→ TEXT TO READ
-----

Scholz was criticized both in Germany and Israel for not rejecting Abbas' comments immediately at the press conference he held with him on Tuesday night at the Chancellery.
A spokesman for Scholz told reporters that his office had summoned the head of the Palestinian mission in Berlin on Wednesday.
The chancellor’s foreign and security policy advisor conveyed that Scholz expects the Palestinian president “to acknowledge the singularity of the Holocaust without any qualification,” Steffen Hebestreit said.
“His gaffe yesterday casts a dark shadow over Germany’s relations with the Palestinian Authority,” Hebestreit said, referring to Abbas’ comments. He added that Scholz has arranged a telephone call with Israeli Prime Minister Lapid for Thursday in order to be able to speak directly with him about this incident as well.
Standing next to Scholz at Tuesday's press conference, Abbas explicitly used the word “Holocausts” in his reply, drawing a grimace from the German chancellor. Germany has long argued the term should only be used to describe the Nazis’ singular crime of killing 6 million Jews before and during World War II.
While Scholz had earlier rejected the Palestinian leader’s description of Israel’s treatment of Palestinians as “apartheid,” he did not immediately rebuke Abbas for using the term “Holocaust.”
Abbas said that “from 1947 until today, Israel has committed 50 massacres in 50 Palestinian villages."
“Fifty slaughters. Fifty Holocausts,” he added.
During the Third Reich, the Germans and their henchmen murdered 6 million Jews across Europe.
On Wednesday, Abbas appeared to walk back his comments.
In a written statement, his office said that “President Mahmoud Abbas reaffirms that the Holocaust is the most heinous crime in modern human history.”
The statement stressed that “his answer was not intended to deny the singularity of the Holocaust that occurred in the last century, and condemning it in the strongest terms.”

-----

→ GIVEN REQUEST A
Put this sentence from the article on Scholz and Abbas into Spanish: "On Wednesday, Abbas appeared to walk back his comments."
→ GIVEN REQUEST B
Extend the article on Scholz and Abbas, picking up after its final sentence.
The data after the article on Scholz and Abbas comes from a separate source.

→ COLLECTED DATA
-----

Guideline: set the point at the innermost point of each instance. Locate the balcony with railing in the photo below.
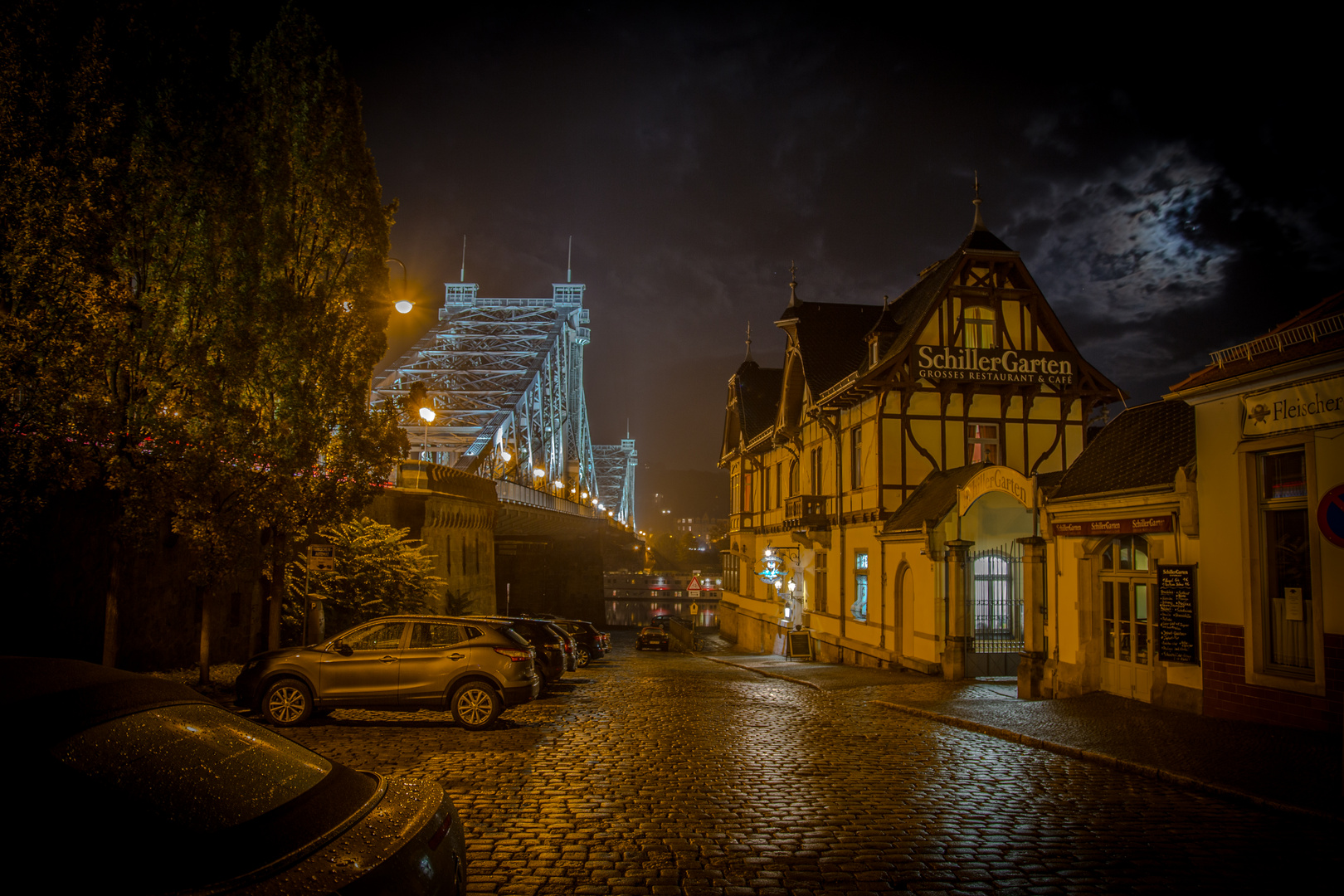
(808, 509)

-----

→ RIGHT ANSWER A
El miércoles, Abbas pareció retractarse de sus comentarios.

→ RIGHT ANSWER B
Abbas's remarks drew strong condemnation by leaders across Israel's political spectrum. Caretaker Prime Minister Yair Lapid called the comments, “not only a moral disgrace, but a monstrous lie.”
Dani Dayan, chairman of the Yad Vashem World Holocaust Remembrance Center, had called Abbas's remarks about the Holocaust “appalling" and urged the German government to respond to the “inexcusable behavior done inside the Federal Chancellery.”
The remarks came a few weeks before the planned commemoration of the 50th anniversary of the Munich attack, in which Palestinian militants killed 11 members of the Israeli Olympic team. Relatives of the slain Israeli athletes said they plan to boycott the ceremony after failing to reach an agreement on bigger compensation from the German government.
Germany's leading Jewish group also sharply criticized the comment and expressed shock that Scholz did not repudiate Abbas' comment immediately.
Abbas “tramples on the memory of six million murdered Jews and damages the memory of all victims of the Holocaust,” said Josef Schuster, the head of the Central Council of Jews in Germany. "Such statements cannot be left uncommented. That a relativization of the Holocaust, especially in Germany, at a press conference in the Federal Chancellery, goes unchallenged, I consider scandalous.”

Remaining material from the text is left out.